» **GOAL**:
Swap "put a marker on" for "place a point on" throughout the rows below and write all of them out again with nothing else altered, omitting the pictures.

———

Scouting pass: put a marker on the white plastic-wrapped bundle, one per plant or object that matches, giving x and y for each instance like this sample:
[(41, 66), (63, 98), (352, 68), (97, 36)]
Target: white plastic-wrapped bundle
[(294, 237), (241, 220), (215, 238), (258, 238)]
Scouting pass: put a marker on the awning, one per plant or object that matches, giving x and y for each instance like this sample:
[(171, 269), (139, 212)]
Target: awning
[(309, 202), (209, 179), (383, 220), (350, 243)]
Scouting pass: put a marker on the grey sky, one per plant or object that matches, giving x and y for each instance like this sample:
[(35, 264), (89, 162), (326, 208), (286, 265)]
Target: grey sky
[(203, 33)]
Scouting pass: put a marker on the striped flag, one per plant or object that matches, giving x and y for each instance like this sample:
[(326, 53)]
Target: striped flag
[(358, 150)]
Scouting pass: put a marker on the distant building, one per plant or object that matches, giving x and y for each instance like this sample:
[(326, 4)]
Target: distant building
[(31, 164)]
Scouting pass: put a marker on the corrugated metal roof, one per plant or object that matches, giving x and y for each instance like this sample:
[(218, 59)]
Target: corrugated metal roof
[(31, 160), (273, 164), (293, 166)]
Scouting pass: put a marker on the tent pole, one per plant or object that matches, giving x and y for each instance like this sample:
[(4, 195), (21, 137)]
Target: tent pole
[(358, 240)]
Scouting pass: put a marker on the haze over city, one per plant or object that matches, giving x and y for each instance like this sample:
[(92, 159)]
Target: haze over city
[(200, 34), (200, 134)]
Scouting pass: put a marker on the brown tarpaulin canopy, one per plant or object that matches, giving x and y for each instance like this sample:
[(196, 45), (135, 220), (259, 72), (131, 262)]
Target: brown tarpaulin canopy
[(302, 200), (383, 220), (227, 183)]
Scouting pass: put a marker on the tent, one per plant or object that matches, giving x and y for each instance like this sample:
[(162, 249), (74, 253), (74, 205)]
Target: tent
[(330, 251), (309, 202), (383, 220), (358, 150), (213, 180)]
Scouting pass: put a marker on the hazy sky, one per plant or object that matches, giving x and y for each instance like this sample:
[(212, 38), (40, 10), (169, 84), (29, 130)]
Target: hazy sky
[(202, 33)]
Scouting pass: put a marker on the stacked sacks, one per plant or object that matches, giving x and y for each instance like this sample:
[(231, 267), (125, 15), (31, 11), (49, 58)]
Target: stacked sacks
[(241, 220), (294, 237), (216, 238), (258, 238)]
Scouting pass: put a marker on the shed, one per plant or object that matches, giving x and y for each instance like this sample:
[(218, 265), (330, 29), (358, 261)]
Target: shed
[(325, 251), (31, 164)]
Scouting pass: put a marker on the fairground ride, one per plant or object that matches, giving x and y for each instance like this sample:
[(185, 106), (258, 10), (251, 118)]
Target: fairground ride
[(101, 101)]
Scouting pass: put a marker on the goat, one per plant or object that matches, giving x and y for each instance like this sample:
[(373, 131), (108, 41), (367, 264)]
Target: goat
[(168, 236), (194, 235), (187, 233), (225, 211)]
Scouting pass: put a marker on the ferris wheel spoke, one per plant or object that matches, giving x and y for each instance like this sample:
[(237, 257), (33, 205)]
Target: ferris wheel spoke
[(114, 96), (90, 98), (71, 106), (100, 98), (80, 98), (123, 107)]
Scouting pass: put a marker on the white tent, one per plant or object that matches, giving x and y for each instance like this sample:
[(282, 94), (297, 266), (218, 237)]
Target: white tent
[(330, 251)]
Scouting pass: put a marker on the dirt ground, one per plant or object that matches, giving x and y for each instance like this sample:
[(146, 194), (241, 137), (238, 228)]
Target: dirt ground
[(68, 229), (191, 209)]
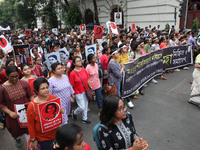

———

» **FINISHED ANSWER**:
Scouting pass: place a point on the white plastic-wrapped bundle, one per plant or object that matches, giving x and y for each instance like this sample:
[(41, 66), (63, 98), (352, 68), (97, 36)]
Target: white plastic-wrapped bundle
[(294, 237), (241, 220), (215, 238), (258, 238)]
Scouting pass: place a point on the awning, one per plant or object that matches, giving x and y for each instance like this sample:
[(171, 269), (139, 212)]
Target: awning
[(309, 202), (209, 179), (383, 220), (350, 243)]
Scouting pass: place a point on the grey sky, one per plant or object that matches, giving x and y for each instance like this sample:
[(35, 264), (89, 162), (326, 208), (286, 265)]
Target: grey sky
[(203, 33)]
Scouting pass: place a point on the striped flag, one per plant or object that matches, giving x and y for each instance like this sample:
[(326, 53)]
Target: striped flag
[(358, 150)]
Scouting pass: place a point on the distant building, one per plant or object that matches, giving x and y for each instance like this sample:
[(326, 4)]
Target: distant building
[(31, 164)]
Scouting pass: place a point on the corrugated metal roof, one per plant or object that matches, giving x and y for each instance like this sample:
[(218, 59)]
Target: corrugated metal roof
[(31, 160), (273, 164), (293, 166)]
Scouting pass: place a point on the tent pole, one per plant or object that matches, giving x and y for each instance like this sample:
[(4, 195), (21, 137)]
Target: tent pole
[(358, 240)]
Scouting pass: place a point on the haze over city, one per plant or object that matches, giving x and y for each instance like this sample:
[(92, 159)]
Target: haze over city
[(200, 34), (200, 134)]
Scouting pass: place a point on the brown tarpaulin canopy, one per plant or object that matches, giving x and y for each instance like this sample:
[(196, 45), (135, 220), (259, 72), (131, 262)]
Target: brown tarpaulin canopy
[(302, 200), (383, 220), (227, 183)]
Scouting pass: place a point on the tent, one per plant or object that matches, giving x and y for each instance like this sample:
[(162, 249), (74, 253), (74, 205)]
Target: tent
[(330, 251), (309, 202), (383, 220), (358, 150), (213, 180)]
Scouting pass: place a point on the hazy sky, one per plant or object that matches, giving x and y for each instance like this sample:
[(212, 38), (40, 10), (169, 84), (29, 130)]
Target: hazy sky
[(202, 33)]
Scouting pass: place a point on the stacked sacks, one per plant or object that matches, giving x and y for each instance like this sample:
[(231, 267), (125, 15), (31, 11), (49, 58)]
Target: stacked sacks
[(241, 220), (294, 237), (216, 238), (258, 238)]
Scouting pass: place a point on the shed, one per plant or object that matches, giving x and y for each instance like this sample:
[(218, 265), (330, 29), (358, 261)]
Target: shed
[(325, 251), (31, 164)]
Scouting pass: place a point on the fairground ride, one per plant or object that matches, giving x and y for each instance like this sample:
[(185, 106), (258, 10), (251, 118)]
Target: fairground ride
[(101, 101)]
Scouting pass: place a point on the goat, one per plant or object that matches, giving x and y for each instance like this sample:
[(373, 131), (108, 41), (367, 264)]
Target: goat
[(168, 236), (194, 235), (187, 233), (225, 211)]
Scouting pass: place a point on the ferris wheel spoke, one per plant or object that matches, giving x and y for each instance like this sample:
[(237, 257), (33, 205)]
Target: ferris wheel spoke
[(114, 96), (90, 98), (71, 106), (100, 98), (80, 98), (123, 107)]
Scouting pass: place a point on the white tent, one per plant or object that matches, giving x and y for each instance like this sample:
[(282, 94), (297, 266), (218, 237)]
Target: white tent
[(330, 251)]
Scouting pass: place a point on the dirt ground, one per plant or object that matches, giving x and y for each instance like this sample:
[(146, 194), (241, 137), (238, 228)]
Target: dirt ground
[(68, 229), (191, 209)]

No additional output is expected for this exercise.